:: OBJECTIVE ::
Count the lines in the records that contain the string "trunk", and reply with the number alone.

-----

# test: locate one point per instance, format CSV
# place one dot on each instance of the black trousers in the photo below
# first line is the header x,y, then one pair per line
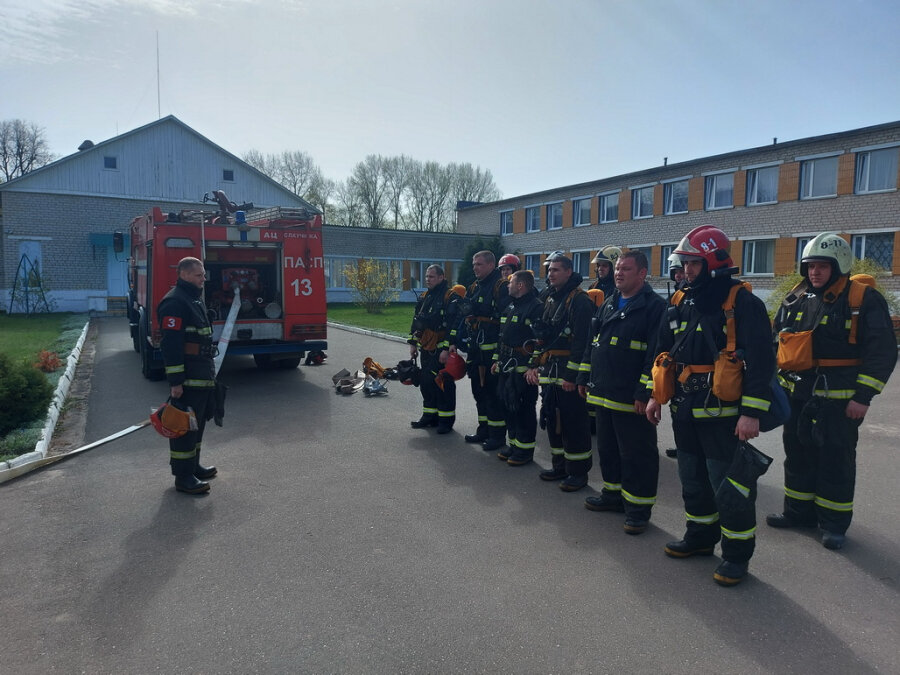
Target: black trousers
x,y
491,416
436,402
715,507
820,469
629,461
568,430
184,451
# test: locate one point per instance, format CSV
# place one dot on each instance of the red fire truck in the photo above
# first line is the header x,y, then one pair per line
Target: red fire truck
x,y
268,260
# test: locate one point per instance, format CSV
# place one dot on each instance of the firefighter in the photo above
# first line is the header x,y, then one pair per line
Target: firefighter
x,y
429,338
718,472
510,364
485,299
187,351
508,264
605,263
563,332
676,275
836,351
619,356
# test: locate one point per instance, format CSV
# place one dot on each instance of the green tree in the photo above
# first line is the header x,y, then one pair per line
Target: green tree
x,y
466,276
375,284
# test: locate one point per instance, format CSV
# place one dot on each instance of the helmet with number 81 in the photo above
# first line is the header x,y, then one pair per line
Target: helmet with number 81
x,y
710,244
830,247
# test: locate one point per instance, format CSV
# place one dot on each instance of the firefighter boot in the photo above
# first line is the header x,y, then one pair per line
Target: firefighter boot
x,y
203,472
730,573
424,422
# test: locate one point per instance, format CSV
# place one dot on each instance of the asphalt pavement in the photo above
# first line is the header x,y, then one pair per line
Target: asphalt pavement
x,y
338,540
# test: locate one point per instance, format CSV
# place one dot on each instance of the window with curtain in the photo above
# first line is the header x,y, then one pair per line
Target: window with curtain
x,y
877,247
533,219
818,178
759,256
642,202
675,197
609,208
554,216
720,191
762,186
581,212
876,170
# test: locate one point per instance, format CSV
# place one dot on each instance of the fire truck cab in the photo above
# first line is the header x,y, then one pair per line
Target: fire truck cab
x,y
267,260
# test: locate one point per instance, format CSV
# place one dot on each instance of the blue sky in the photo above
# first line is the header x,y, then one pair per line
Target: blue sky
x,y
541,93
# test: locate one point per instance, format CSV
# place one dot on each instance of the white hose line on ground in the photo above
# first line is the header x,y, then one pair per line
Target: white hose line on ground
x,y
34,460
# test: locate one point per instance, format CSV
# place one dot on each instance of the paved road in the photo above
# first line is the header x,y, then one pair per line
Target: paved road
x,y
336,539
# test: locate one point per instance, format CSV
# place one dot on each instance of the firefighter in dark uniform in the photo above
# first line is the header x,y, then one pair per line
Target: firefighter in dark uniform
x,y
187,351
836,351
429,337
718,473
510,364
605,264
486,298
564,331
621,352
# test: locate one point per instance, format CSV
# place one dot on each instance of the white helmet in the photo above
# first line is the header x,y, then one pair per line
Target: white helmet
x,y
831,247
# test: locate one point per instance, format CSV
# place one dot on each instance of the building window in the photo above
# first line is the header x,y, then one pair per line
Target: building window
x,y
581,263
759,256
581,212
642,202
762,186
676,197
818,178
879,248
720,191
664,253
801,244
876,170
609,208
533,219
554,216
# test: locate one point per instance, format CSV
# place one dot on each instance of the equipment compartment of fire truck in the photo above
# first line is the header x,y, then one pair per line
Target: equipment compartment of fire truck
x,y
269,261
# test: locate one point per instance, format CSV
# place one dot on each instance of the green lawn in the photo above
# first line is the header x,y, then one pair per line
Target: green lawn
x,y
393,319
23,337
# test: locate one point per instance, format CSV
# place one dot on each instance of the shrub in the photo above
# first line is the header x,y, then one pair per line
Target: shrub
x,y
24,394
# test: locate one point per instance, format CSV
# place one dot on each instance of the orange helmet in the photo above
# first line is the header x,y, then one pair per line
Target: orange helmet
x,y
710,244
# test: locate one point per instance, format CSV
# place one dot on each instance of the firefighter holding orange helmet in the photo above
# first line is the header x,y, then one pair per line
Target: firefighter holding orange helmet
x,y
716,364
836,351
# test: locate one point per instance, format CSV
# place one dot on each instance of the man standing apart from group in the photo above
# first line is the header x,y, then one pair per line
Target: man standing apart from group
x,y
564,332
836,351
187,351
511,363
623,340
718,475
429,337
487,297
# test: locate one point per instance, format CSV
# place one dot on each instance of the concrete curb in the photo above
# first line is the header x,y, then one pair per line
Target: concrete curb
x,y
59,398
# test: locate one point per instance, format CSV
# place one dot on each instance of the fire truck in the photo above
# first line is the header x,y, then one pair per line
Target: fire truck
x,y
267,260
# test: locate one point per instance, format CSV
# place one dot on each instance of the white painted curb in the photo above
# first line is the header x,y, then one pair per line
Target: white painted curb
x,y
59,398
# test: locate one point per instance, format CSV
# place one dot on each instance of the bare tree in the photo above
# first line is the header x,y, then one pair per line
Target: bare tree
x,y
23,148
371,185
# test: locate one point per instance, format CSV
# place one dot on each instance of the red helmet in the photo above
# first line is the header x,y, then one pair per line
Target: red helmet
x,y
708,243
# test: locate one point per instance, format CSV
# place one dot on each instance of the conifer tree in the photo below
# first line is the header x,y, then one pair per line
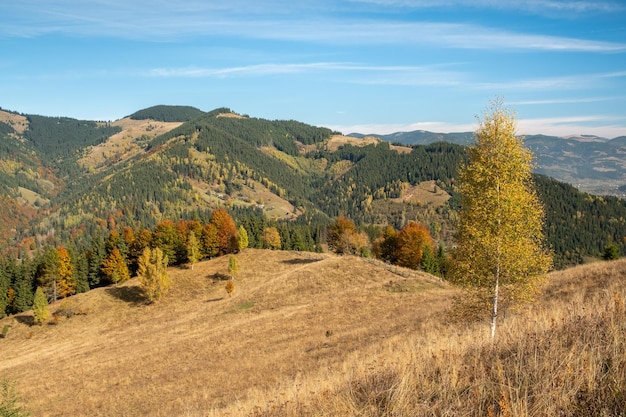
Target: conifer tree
x,y
114,267
66,285
40,306
500,250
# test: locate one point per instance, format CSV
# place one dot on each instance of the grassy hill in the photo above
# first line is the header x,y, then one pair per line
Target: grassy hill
x,y
316,334
64,180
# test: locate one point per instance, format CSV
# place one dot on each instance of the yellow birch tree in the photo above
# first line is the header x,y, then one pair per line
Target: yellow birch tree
x,y
500,253
152,273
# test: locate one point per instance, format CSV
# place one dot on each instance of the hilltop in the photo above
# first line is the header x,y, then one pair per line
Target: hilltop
x,y
66,180
291,315
318,334
591,163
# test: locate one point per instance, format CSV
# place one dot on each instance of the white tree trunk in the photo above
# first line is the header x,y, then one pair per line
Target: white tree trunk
x,y
494,312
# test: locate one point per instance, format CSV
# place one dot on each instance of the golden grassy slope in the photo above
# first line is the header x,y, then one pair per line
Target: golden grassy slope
x,y
292,315
319,335
123,145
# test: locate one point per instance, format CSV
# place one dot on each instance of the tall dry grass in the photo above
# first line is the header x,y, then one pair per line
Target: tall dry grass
x,y
565,355
324,336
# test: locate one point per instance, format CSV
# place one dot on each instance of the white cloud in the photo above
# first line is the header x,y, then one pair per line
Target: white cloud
x,y
387,128
160,20
603,126
540,7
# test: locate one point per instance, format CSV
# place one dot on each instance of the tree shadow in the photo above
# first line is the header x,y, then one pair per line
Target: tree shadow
x,y
300,261
27,320
131,295
218,276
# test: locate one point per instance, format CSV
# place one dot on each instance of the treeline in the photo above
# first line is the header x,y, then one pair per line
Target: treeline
x,y
61,139
163,113
377,172
580,225
101,258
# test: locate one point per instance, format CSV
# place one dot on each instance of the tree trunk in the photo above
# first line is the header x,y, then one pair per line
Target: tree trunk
x,y
494,312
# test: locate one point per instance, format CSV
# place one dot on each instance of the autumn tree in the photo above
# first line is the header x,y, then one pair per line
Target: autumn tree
x,y
193,249
271,238
411,241
65,274
166,237
226,231
40,306
233,266
152,272
386,246
242,238
208,241
500,252
343,238
114,267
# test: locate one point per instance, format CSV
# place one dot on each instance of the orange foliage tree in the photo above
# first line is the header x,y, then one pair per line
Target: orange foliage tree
x,y
343,238
411,241
226,231
271,238
66,285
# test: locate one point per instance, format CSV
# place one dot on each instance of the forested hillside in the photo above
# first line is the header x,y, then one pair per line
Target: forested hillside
x,y
265,173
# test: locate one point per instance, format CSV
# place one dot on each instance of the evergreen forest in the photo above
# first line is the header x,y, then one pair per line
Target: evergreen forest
x,y
67,227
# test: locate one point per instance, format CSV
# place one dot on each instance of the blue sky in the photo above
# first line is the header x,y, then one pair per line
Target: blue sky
x,y
368,66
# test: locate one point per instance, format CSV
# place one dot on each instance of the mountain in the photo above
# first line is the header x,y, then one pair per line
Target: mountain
x,y
591,163
71,180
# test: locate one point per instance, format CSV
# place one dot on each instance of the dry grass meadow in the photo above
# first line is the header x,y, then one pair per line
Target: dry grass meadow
x,y
319,335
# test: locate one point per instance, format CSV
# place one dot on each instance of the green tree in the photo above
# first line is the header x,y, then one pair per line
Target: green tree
x,y
40,306
65,284
611,252
114,267
339,236
152,272
500,252
9,401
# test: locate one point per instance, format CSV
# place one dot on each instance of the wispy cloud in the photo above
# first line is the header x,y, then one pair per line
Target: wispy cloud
x,y
353,73
551,101
160,20
604,126
558,83
539,7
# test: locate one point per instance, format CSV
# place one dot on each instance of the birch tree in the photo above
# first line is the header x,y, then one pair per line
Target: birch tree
x,y
500,253
152,273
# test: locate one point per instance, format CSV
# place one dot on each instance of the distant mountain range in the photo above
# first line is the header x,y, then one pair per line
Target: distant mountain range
x,y
63,179
591,163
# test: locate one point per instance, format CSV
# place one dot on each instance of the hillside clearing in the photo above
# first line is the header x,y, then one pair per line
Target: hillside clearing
x,y
126,143
291,314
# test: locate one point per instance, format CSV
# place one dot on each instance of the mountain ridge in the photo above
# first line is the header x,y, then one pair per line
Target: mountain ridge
x,y
74,178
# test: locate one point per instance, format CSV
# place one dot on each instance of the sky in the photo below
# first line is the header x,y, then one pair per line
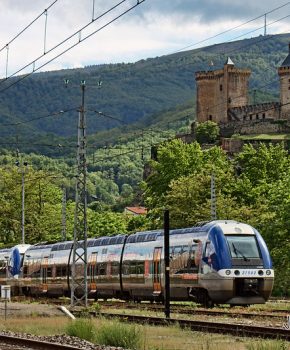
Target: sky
x,y
152,28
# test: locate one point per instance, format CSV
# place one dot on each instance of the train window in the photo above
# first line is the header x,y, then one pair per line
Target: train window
x,y
105,241
125,268
141,238
112,240
61,271
115,268
90,243
120,240
49,272
243,246
131,239
68,246
102,268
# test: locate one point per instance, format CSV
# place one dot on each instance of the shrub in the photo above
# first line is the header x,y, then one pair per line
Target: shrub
x,y
120,334
81,328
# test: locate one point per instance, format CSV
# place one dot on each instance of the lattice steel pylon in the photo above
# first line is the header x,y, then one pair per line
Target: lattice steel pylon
x,y
79,285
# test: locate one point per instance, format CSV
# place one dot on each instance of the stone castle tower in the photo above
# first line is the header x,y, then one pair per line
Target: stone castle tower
x,y
220,90
284,75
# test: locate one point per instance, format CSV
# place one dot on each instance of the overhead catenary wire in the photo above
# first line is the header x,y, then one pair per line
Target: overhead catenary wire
x,y
33,62
29,25
245,22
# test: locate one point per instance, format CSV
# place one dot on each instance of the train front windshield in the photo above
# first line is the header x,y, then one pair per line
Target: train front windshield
x,y
244,247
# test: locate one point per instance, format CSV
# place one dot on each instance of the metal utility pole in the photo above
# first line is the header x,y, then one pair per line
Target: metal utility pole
x,y
23,166
63,212
167,265
213,197
79,285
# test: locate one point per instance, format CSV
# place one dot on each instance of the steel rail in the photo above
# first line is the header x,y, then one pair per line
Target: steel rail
x,y
35,344
209,327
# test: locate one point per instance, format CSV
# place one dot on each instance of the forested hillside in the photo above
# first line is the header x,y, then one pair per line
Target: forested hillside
x,y
129,92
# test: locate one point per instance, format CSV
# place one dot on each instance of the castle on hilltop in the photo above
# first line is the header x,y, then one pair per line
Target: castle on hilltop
x,y
222,97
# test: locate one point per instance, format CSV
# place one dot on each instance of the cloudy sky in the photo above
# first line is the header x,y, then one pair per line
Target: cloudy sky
x,y
153,28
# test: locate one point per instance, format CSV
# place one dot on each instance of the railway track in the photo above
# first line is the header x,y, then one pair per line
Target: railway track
x,y
209,327
186,310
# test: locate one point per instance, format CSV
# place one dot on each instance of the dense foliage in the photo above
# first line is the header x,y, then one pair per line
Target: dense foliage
x,y
254,187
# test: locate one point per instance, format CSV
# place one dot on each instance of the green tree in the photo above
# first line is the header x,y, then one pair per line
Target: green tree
x,y
207,132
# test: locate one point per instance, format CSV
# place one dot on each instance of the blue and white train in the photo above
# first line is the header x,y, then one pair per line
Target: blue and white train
x,y
219,262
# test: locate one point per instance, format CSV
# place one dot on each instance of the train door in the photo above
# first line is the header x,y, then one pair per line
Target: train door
x,y
157,271
44,265
92,269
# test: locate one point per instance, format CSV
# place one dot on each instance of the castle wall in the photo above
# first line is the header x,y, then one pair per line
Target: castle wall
x,y
210,96
219,90
237,87
284,74
253,127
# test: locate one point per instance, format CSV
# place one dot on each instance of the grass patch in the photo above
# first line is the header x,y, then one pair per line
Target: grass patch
x,y
268,345
115,333
82,328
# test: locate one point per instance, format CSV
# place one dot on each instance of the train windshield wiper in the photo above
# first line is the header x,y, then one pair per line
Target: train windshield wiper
x,y
237,251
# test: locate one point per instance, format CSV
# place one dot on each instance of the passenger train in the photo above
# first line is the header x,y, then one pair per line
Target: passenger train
x,y
219,262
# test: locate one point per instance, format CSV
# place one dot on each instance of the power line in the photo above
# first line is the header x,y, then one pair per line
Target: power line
x,y
29,25
54,114
70,47
233,28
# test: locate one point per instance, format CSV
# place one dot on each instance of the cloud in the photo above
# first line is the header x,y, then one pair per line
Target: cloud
x,y
154,28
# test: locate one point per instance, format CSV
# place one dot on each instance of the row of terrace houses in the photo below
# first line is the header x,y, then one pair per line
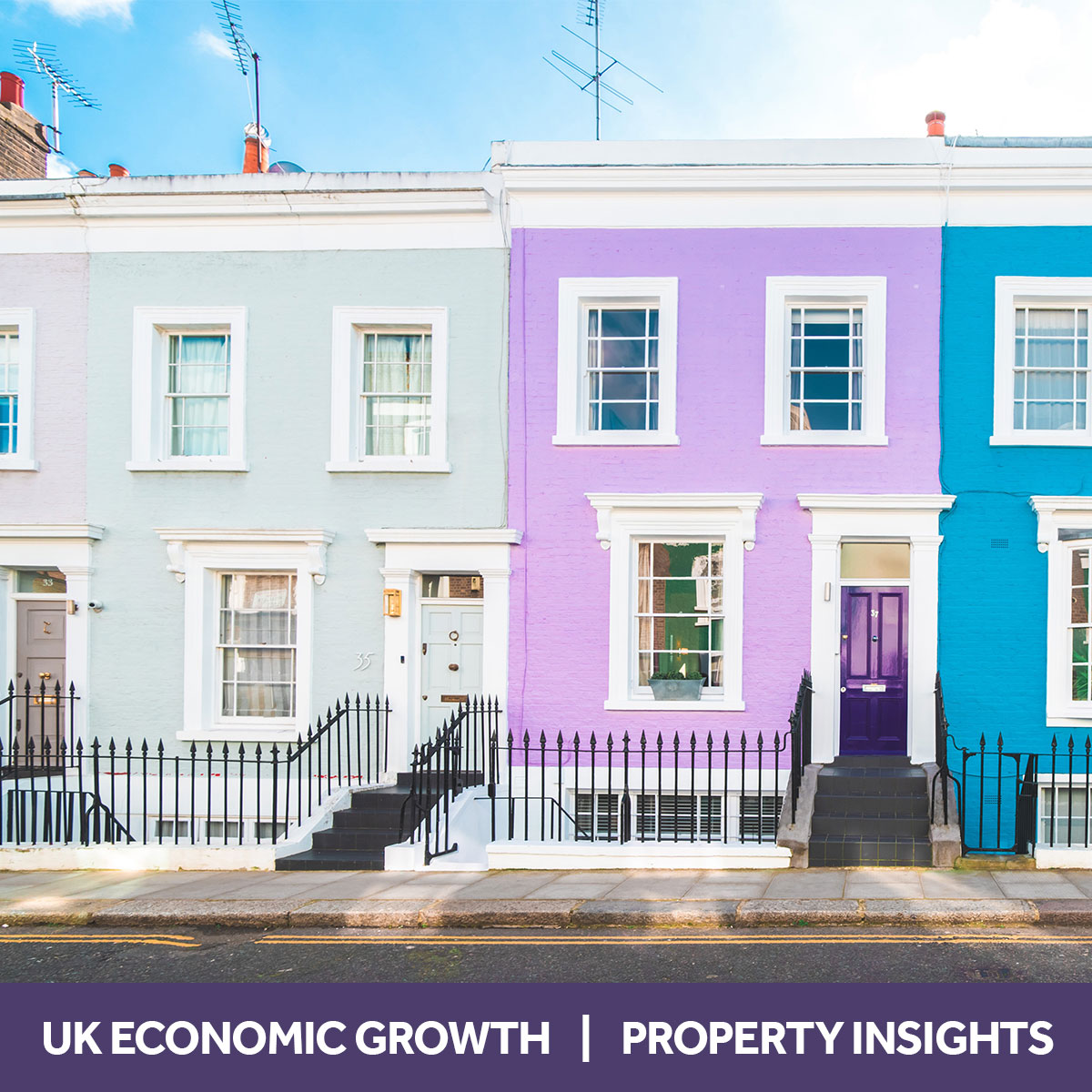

-----

:: OUTPUT OF THE TASK ::
4